* [WHAT YOU ARE ASKED TO DO] List every antibiotic that the passage about MRSA names.

* [READING PASSAGE]

-- Opening Marker --

Then they said her little infection at the feeding tube site was MRSA.
Here's what MRSA is:
Methicillin-resistant Staphylococcus aureus (MRSA) is a type of bacteria that is resistant to certain antibiotics. These antibiotics include methicillin and other more common antibiotics such as oxacillin, penicillin and amoxicillin. Staph infections, including MRSA, occur most frequently among persons in Hospitals and healthcare facilities (such as nursing homes and dialysis centers) who have weakened immune systems.
MRSA infections that occur in otherwise healthy people who have not been recently (within the past year) hospitalized or had a medical procedure (such as dialysis, surgery, catheters) are known as community-associated (CA)-MRSA infections. These infections are usually skin infections.
Now they are jumping through hoops. I had to wear a mask and gown to see her, her roomate has been moved out and all staff and vistors must wear gloves if they touch her! Nobody said anything about the mask or gloves until my cousin got there and tried to go in the room!
We had a good visit with mom, she stayed alert for most of the time but was tiring fast. That's when my cousin saw her asking questions like where am I or what is your name..my cousin is very close to mom and it broke her heart! She calls my name when she wants a nurse now, I am not sure if she knows me from them anymore.

-- Closing Marker --

* [SOURCE DATA]
-- Opening Marker --

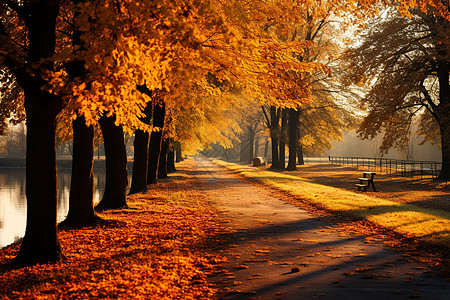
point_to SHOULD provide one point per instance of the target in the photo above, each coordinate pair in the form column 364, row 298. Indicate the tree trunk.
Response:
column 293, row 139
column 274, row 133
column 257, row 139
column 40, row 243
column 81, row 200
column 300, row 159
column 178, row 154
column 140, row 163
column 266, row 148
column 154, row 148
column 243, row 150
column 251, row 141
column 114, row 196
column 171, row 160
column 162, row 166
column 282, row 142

-- Closing Marker --
-- Opening Marker --

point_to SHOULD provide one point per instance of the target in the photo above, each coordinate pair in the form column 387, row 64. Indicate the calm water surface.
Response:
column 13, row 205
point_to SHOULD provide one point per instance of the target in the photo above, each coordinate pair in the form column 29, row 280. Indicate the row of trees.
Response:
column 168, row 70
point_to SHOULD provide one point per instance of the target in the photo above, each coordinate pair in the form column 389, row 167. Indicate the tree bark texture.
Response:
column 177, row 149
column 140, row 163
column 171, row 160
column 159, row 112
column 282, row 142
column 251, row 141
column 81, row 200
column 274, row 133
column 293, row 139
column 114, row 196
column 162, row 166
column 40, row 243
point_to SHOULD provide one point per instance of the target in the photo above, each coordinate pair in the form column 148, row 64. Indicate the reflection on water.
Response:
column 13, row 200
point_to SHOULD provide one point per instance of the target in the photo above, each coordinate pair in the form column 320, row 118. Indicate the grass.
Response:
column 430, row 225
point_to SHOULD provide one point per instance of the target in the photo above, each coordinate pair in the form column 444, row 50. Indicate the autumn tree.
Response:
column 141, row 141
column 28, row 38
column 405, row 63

-- Closing Marker --
-- Opening Marker --

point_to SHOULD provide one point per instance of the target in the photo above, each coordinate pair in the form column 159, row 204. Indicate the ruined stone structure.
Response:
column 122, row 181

-- Closing Marker --

* [ANSWER] methicillin, oxacillin, penicillin, amoxicillin